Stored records

>>>>>

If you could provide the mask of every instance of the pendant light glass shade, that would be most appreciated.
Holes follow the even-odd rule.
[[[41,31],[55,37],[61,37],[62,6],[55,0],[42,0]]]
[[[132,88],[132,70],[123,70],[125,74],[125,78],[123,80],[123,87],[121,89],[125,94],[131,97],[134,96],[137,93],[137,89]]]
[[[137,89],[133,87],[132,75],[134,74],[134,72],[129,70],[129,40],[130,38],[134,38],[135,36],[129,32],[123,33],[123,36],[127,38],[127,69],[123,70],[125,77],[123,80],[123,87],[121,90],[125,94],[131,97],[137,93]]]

<<<<<

EXERCISE REQUIREMENTS -
Every entry needs to be retyped exactly.

FULL SOLUTION -
If you could provide the mask of every instance of the pendant light glass shade, that would be most appreciated.
Holes follow the even-odd rule.
[[[41,31],[55,37],[61,37],[62,6],[55,0],[42,0]]]
[[[132,88],[132,70],[123,70],[125,74],[125,78],[123,80],[123,87],[121,89],[125,94],[131,97],[134,96],[137,93],[137,89]]]
[[[137,89],[133,87],[132,75],[134,74],[134,72],[129,70],[129,40],[130,38],[134,38],[135,36],[129,32],[123,33],[123,36],[127,38],[127,69],[123,70],[125,77],[123,80],[123,87],[121,90],[125,94],[131,97],[137,93]]]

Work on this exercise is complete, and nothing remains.